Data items
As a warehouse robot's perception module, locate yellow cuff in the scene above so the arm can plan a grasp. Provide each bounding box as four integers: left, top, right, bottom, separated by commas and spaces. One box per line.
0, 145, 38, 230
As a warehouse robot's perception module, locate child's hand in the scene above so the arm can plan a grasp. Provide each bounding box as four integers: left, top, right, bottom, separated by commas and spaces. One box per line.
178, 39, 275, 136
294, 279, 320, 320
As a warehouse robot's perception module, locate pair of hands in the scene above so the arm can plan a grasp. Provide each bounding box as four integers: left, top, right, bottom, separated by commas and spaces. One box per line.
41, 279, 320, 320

*OBJECTIVE*. Rewrite every one of the data items above, changing "warehouse robot" to "kitchen robot" wherever it occurs and keeping everything else the same.

*FINAL RESULT*.
As a kitchen robot's perception module, locate yellow cuff in the scene above so the arm can plan a grasp. Provide each bounding box as four integers: left, top, right, bottom, separated by commas and spaces. One box per line.
0, 145, 38, 230
As a kitchen robot's perception module, locate child's hand in the scene above so the arm can plan a grasp. Provide each bounding box as four integers: left, top, right, bottom, separated by commas and spaces. One box per line.
178, 39, 275, 136
294, 279, 320, 320
As a kitchen robot's perception module, locate pair of hands in the scene above so the arm can plan a grasp. Provide each bounding box as four integers: left, top, right, bottom, separated by commas and spaces. One box per line.
41, 279, 320, 320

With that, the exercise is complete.